§ **Aim**
From the Howling Giant post, quote the part between "Posted in Bootleg" and "of the hot sauce.", inclusive.

§ **Document passage**
◇ ◇ ◇
Posted in Bootleg Theater on March 4th, 2024 by JJ Koczan

Howling Giant four-piece

Oh, alright, I guess we can talk again about how much Howling Giant outdid themselves with this past Fall’s Glass Future (review here). It’s been about 10 minutes. The Nashville-based outfit appear in the photo above in their recently-announced four-piece incarnation, making it official with James Sanderson on guitar and vocals, who has contributed to their records and songwriting before — as well as, apparently, DM’ing — but their new video for “Juggernaut” still features them as the trio of guitarist/vocalist Tom Polzine, drummer/vocalist Zach Wheeler and bassist/vocalist Sebastian Baltes, who it would appear is also in charge of the hot sauce.

And of course Howling Giant have hot sauce. They had coffee at one point too (review here), so it’s only fair game for a band who so obviously put hot sauce in their coffee in order to obtain their particular melodic consciousness, poppy in a get-off-your-ass kind of way, Glass Future retains substance even in its showy style, with hook after hook after hook and a momentum not at all undercut by the fact that they’re also dynamic and not just doing the same thing all the time. Really, give me two seconds to put the record on and we could take the whole afternoon to talk about it even before we get to the persona on display in the songs manifest in the video as an infomercial for, duh, the hot sauce.

Casting puts Wheeler and Polzine as the salesmen, and with performance footage interspliced, they send up outdated notions of advertising and maybe even a bit themselves. After all, they’re making a joke of selling the hot sauce on tv and joking about torturing Baltes as a captive chef to eventually make it from… his… life force?, but I bet if you put yourself in front of the merch table on the band’s upcoming tour with The Obsessed and Gozu — both also with new records out, the former the most recent of them — that hot sauce will be there waiting for you. Not sure they’ll push it quite as vigorously as they do in the video, but that’s probably fine too.

As for the track itself, it joins Glass Future‘s title-track and “Aluminum Crown,” the clips for which you can see below, and if Howling Giant wanted to bang out three or four more videos before they move on from the record to whatever’s next, I’ll gladly post those too. Few bands who can write songs at their level either do or put the work in afterward to let people know about it as well as Howling Giant — also on their side is the fact that they’re fun but not dicks about it — who also toured Europe this past Fall in the company of Philadelphian labelmates Heavy Temple and will no doubt be headed back that way before too long.
◇ ◇ ◇
§ **Provided information**
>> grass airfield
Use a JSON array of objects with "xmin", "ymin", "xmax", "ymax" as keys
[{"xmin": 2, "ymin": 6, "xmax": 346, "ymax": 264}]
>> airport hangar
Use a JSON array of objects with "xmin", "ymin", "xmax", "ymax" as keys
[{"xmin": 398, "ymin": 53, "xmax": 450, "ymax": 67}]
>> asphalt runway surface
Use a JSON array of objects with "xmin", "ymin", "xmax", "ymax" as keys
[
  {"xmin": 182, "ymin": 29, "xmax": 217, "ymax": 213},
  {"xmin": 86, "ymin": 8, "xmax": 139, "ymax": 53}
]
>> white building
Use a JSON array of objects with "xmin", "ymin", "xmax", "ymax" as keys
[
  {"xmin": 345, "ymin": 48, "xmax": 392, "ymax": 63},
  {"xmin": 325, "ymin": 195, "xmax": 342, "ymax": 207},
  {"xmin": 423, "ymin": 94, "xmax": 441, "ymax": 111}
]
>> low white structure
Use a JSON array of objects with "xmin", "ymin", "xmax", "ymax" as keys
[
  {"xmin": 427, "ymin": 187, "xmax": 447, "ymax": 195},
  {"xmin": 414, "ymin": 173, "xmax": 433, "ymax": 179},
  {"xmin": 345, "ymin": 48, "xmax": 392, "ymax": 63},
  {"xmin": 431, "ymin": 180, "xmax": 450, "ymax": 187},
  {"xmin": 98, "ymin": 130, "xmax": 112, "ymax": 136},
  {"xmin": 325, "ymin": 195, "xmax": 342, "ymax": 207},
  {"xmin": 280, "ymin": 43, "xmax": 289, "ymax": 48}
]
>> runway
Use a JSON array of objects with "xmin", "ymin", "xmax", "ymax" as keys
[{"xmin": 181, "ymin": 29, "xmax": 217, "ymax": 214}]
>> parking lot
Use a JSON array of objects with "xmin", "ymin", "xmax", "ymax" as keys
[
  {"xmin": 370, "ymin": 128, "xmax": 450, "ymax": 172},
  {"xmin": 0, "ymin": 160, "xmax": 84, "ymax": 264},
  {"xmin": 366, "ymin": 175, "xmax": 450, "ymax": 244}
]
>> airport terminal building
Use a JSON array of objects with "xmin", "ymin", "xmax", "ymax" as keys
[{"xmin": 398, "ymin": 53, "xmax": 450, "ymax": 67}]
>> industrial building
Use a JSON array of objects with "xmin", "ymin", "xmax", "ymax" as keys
◇ ◇ ◇
§ **Answer to the task**
Posted in Bootleg Theater on March 4th, 2024 by JJ Koczan

Howling Giant four-piece

Oh, alright, I guess we can talk again about how much Howling Giant outdid themselves with this past Fall’s Glass Future (review here). It’s been about 10 minutes. The Nashville-based outfit appear in the photo above in their recently-announced four-piece incarnation, making it official with James Sanderson on guitar and vocals, who has contributed to their records and songwriting before — as well as, apparently, DM’ing — but their new video for “Juggernaut” still features them as the trio of guitarist/vocalist Tom Polzine, drummer/vocalist Zach Wheeler and bassist/vocalist Sebastian Baltes, who it would appear is also in charge of the hot sauce.